- TEXT BLOCK -
····················

The aim of this knowledge base entry is to give guidance on how companies can improve the user account security with an account lockout feature, to prevent bruteforce attacks. We’ll cover ways to make account lockout effective as well as issues that lockout may unintentionally introduce.
With account lockout there is a trade off between a user’s ability to access the system easily and the system’s security. If you lock accounts after a number of incorrect password attempts this could block attackers from performing password guessing attacks, but it could also block legitimate users from accessing the system who have simply, temporarily, forgotten their password.
In fact, an attacker may be able to leverage account lockout to cause a denial of service attack. By intentionally entering incorrect passwords for user accounts, in order to cause those accounts to be locked, it may be possible for an attacker to lock out every user from the system – effectively disabling that system.
It’s critical when designing any secure system to ensure that user passwords cannot be easily guessed. Whilst some of this burden is on the user to select a strong password, systems should be designed in such a way as to minimise any risk should a user make a less than ideal password choice.
So, we’re protecting against “online password guessing” where the attacker is attempting to guess the user’s password directly against the login system itself (as opposed to trying to “crack” a password hash or similar offline attack).
We may also wish to address Credential Stuffing, where a list of credentials extracted from one compromised system, are entered into another system, to determine if a user has reused the password. Some anti-automation mechanisms can reduce the risk of these types of attacks, but account lockout based on a number of incorrect passwords being entered is unlikely to help – as the attacker is likely to only enter one password per user account.

····················

- GIVEN DATA -
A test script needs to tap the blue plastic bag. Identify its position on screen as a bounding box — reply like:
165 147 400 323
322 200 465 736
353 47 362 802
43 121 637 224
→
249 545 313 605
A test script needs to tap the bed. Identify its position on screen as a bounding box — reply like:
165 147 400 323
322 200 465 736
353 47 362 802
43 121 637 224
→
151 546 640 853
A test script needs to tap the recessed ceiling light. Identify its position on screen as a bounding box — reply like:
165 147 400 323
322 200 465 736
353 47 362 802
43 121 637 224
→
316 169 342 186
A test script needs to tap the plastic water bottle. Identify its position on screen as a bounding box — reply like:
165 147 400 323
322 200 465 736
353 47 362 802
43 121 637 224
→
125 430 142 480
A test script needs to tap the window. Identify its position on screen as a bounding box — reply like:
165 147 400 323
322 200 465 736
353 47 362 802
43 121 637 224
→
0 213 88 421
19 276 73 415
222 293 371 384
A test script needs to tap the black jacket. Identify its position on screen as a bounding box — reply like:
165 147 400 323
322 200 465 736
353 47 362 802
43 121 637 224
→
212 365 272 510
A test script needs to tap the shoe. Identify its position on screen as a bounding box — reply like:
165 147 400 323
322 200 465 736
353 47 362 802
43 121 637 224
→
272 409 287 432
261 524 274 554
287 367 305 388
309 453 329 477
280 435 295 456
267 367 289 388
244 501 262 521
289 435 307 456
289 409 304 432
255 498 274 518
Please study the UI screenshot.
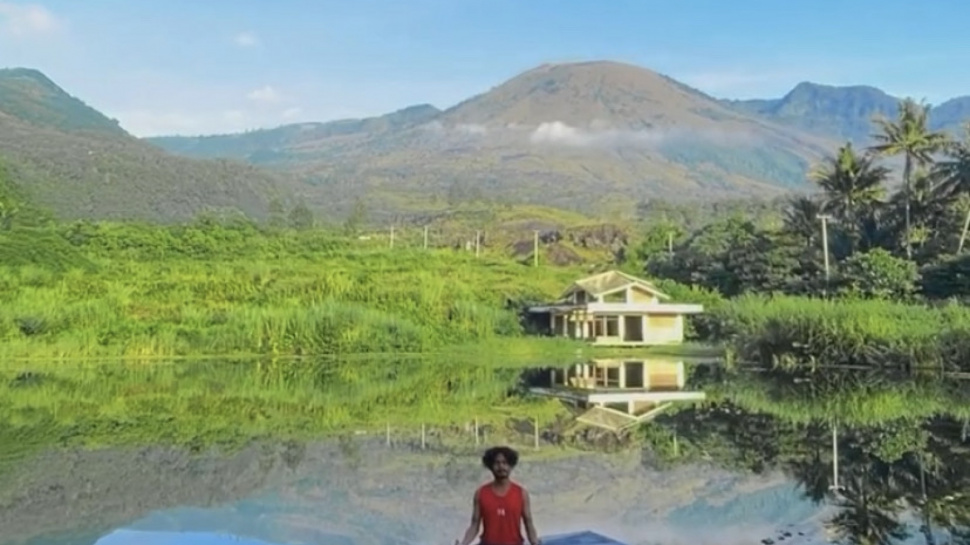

····················

- DIRECTIONS FOR THIS TASK -
Retype the whole account lockout text word for word.

- WORKED SOLUTION -
The aim of this knowledge base entry is to give guidance on how companies can improve the user account security with an account lockout feature, to prevent bruteforce attacks. We’ll cover ways to make account lockout effective as well as issues that lockout may unintentionally introduce.
With account lockout there is a trade off between a user’s ability to access the system easily and the system’s security. If you lock accounts after a number of incorrect password attempts this could block attackers from performing password guessing attacks, but it could also block legitimate users from accessing the system who have simply, temporarily, forgotten their password.
In fact, an attacker may be able to leverage account lockout to cause a denial of service attack. By intentionally entering incorrect passwords for user accounts, in order to cause those accounts to be locked, it may be possible for an attacker to lock out every user from the system – effectively disabling that system.
It’s critical when designing any secure system to ensure that user passwords cannot be easily guessed. Whilst some of this burden is on the user to select a strong password, systems should be designed in such a way as to minimise any risk should a user make a less than ideal password choice.
So, we’re protecting against “online password guessing” where the attacker is attempting to guess the user’s password directly against the login system itself (as opposed to trying to “crack” a password hash or similar offline attack).
We may also wish to address Credential Stuffing, where a list of credentials extracted from one compromised system, are entered into another system, to determine if a user has reused the password. Some anti-automation mechanisms can reduce the risk of these types of attacks, but account lockout based on a number of incorrect passwords being entered is unlikely to help – as the attacker is likely to only enter one password per user account.